> _Description of the task_
Return nothing but the lines from the line containing "Would you mind pointing out the white" through the last line of the records, reproduced exactly.

> _Dataset excerpts_
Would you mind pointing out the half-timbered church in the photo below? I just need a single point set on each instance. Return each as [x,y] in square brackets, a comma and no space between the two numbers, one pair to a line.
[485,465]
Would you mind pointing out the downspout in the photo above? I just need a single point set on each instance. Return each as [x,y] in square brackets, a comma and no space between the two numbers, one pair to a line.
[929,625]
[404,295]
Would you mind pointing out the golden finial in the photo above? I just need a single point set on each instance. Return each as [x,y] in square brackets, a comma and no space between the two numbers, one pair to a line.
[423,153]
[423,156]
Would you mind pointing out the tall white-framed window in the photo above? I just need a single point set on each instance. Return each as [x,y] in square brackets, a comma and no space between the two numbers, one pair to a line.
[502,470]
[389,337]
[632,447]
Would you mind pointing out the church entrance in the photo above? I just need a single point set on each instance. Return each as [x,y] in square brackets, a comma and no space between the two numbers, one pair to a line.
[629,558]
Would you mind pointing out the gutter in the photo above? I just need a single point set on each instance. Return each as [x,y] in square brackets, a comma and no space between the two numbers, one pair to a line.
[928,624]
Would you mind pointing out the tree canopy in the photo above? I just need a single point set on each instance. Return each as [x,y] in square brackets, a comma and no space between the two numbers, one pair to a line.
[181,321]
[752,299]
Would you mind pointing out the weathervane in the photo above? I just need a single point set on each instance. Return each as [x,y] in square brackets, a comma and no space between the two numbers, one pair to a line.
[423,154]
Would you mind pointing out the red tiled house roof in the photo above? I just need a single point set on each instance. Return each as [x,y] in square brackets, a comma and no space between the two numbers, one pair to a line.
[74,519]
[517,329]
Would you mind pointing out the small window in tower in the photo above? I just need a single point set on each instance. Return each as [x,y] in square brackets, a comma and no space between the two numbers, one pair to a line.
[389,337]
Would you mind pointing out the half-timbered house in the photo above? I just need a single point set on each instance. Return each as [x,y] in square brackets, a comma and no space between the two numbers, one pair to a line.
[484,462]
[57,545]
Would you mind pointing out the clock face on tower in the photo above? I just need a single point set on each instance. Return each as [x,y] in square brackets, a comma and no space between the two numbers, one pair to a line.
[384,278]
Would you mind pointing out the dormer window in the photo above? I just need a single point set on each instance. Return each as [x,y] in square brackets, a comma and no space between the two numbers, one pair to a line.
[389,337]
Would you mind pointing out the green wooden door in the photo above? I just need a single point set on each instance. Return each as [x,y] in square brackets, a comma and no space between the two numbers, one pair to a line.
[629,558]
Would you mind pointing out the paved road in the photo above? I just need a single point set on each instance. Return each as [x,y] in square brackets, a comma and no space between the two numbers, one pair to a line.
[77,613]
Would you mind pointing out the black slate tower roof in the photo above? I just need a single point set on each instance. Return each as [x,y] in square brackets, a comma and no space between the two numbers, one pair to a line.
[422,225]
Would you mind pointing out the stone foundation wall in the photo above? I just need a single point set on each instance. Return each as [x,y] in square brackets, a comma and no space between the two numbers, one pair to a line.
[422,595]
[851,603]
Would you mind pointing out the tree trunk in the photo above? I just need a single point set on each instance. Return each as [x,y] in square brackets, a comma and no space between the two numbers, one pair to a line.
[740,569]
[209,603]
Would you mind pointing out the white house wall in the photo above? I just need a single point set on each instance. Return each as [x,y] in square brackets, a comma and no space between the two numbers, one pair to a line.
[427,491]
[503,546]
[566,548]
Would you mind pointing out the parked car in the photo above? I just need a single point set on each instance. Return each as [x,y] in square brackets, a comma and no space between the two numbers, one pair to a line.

> _Right answer_
Would you mind pointing out the white house wall in the photo above? I just need a single point set on each instance. Return each as [x,y] in square brackets, a comma and no space between the two numbers, one pair to a line.
[427,491]
[503,546]
[566,548]
Would you mind pointing out the parked car in the photo above? I just need a single point set on each instance. Return each as [x,y] in square brackets, a comma and no space between the two numbers, one pair to a line.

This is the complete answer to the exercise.